= What you are asked to do =
In the listing that follows, the lines starting at the one containing "Target: bare tree" and ending at the one containing "Target: wooden post" are to be returned exactly, both boundary lines included, and no others.

= Materials provided =
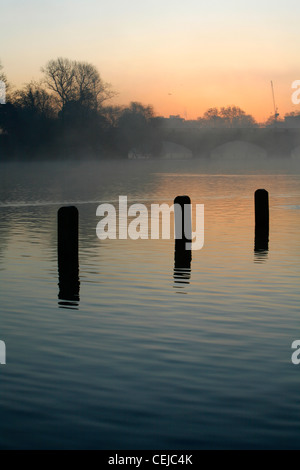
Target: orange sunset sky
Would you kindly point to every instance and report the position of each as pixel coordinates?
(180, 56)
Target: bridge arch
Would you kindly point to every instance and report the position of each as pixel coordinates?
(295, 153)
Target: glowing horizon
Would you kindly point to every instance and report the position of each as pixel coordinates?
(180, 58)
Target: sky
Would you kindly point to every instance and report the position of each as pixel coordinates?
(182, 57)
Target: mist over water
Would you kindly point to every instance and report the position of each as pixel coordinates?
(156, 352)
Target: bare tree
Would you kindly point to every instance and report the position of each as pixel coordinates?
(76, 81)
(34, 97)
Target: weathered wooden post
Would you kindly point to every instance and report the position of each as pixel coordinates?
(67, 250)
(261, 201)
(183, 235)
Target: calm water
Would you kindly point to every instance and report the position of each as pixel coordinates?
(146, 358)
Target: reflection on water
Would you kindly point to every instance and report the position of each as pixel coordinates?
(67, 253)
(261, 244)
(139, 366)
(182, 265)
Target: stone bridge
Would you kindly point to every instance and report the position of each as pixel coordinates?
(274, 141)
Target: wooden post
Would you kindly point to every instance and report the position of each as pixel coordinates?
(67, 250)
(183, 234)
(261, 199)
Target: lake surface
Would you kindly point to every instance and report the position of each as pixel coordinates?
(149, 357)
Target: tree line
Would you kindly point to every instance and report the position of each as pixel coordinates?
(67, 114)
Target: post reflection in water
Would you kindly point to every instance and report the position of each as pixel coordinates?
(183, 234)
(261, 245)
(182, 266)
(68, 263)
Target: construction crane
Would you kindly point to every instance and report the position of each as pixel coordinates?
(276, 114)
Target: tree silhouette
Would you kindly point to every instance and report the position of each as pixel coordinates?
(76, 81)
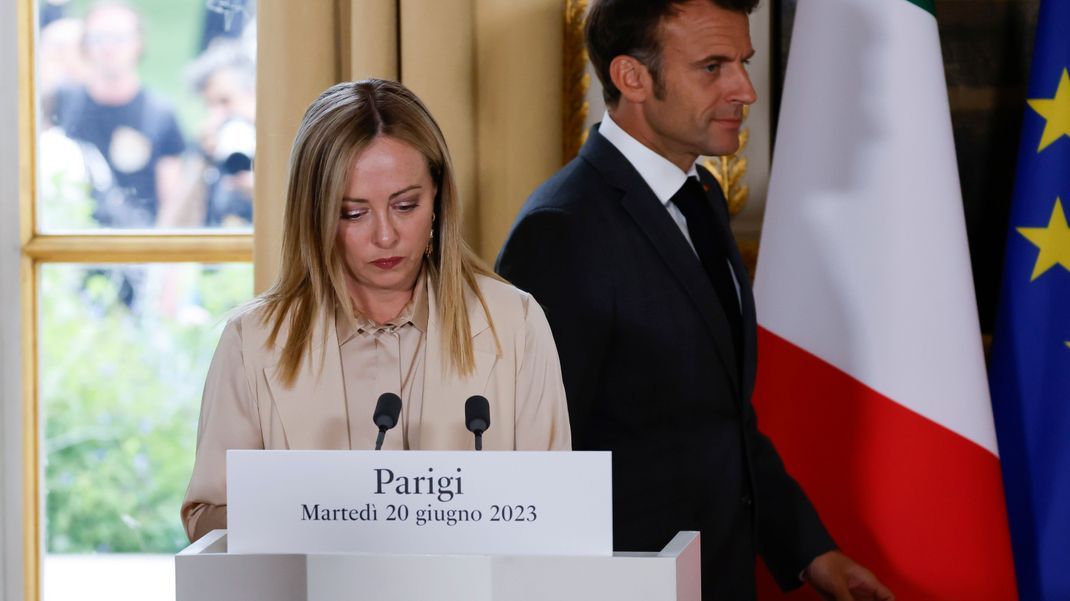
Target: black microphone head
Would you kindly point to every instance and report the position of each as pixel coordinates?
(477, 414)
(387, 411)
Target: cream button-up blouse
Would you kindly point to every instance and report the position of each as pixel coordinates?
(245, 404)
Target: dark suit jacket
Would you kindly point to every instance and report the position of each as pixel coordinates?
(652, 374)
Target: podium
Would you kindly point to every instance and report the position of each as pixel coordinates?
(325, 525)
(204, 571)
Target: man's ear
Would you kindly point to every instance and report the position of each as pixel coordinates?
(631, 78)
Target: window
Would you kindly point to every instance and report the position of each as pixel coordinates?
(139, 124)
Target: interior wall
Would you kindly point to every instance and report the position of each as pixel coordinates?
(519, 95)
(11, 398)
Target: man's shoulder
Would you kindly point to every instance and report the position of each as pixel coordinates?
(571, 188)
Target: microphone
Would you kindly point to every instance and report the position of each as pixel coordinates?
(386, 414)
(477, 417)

---

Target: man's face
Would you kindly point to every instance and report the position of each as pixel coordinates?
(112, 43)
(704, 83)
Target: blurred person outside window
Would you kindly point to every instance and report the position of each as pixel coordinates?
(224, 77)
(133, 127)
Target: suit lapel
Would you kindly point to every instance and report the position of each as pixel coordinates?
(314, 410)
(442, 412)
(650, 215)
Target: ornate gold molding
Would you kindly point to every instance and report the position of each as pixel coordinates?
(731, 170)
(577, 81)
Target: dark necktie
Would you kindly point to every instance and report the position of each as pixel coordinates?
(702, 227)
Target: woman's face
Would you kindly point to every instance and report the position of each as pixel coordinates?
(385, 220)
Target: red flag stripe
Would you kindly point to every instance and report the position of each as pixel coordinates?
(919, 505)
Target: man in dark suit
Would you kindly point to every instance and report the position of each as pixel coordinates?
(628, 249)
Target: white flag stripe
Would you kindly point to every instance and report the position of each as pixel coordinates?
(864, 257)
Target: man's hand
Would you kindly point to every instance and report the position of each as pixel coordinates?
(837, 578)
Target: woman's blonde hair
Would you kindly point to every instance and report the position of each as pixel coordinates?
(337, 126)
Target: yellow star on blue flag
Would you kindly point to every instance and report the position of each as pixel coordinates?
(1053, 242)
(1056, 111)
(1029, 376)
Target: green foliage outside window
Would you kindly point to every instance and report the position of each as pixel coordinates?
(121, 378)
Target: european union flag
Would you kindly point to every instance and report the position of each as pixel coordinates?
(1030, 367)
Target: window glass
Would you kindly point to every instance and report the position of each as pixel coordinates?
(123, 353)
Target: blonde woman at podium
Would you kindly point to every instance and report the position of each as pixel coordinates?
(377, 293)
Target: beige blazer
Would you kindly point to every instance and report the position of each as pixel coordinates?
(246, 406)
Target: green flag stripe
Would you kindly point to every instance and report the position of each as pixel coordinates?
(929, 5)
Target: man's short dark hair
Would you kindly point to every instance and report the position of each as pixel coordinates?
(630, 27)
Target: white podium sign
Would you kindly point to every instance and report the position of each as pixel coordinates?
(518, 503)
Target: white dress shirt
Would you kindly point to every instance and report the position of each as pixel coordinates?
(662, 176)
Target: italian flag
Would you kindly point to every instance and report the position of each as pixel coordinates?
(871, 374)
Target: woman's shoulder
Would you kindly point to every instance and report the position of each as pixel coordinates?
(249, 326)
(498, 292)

---

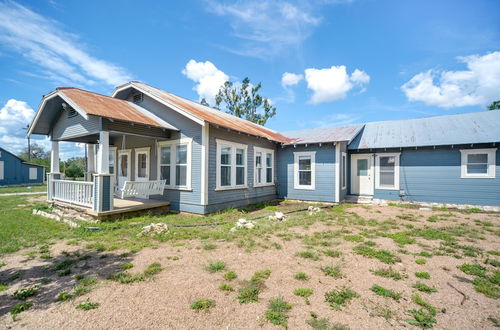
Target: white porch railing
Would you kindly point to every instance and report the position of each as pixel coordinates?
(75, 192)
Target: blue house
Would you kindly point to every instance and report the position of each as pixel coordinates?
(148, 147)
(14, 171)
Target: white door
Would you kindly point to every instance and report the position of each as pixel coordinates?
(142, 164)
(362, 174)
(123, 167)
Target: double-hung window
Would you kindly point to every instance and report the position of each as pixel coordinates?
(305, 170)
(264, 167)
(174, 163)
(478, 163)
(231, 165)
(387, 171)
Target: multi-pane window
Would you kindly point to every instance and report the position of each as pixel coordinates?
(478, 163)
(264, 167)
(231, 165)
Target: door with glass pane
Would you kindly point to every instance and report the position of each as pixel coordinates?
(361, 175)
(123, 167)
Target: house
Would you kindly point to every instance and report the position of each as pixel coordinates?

= Exercise answer =
Target: bare tree
Would you kindly point to every instance and report the position of each as pixel coordinates?
(76, 81)
(34, 97)
Target: weathered wooden post
Would you kindly point to every instance and report the position of each as pixel coordinates?
(67, 250)
(261, 201)
(183, 235)
Target: calm water
Would you kindly point to every instance and report the position of each as pixel coordinates?
(146, 358)
Target: reflection on water
Would you kindly point to every instance and report the position of each as pixel coordinates?
(67, 253)
(261, 244)
(139, 366)
(182, 265)
Target: stone bridge
Would you kindly point to every instance and report the position of each as pixel coordinates?
(274, 141)
Target: wooden post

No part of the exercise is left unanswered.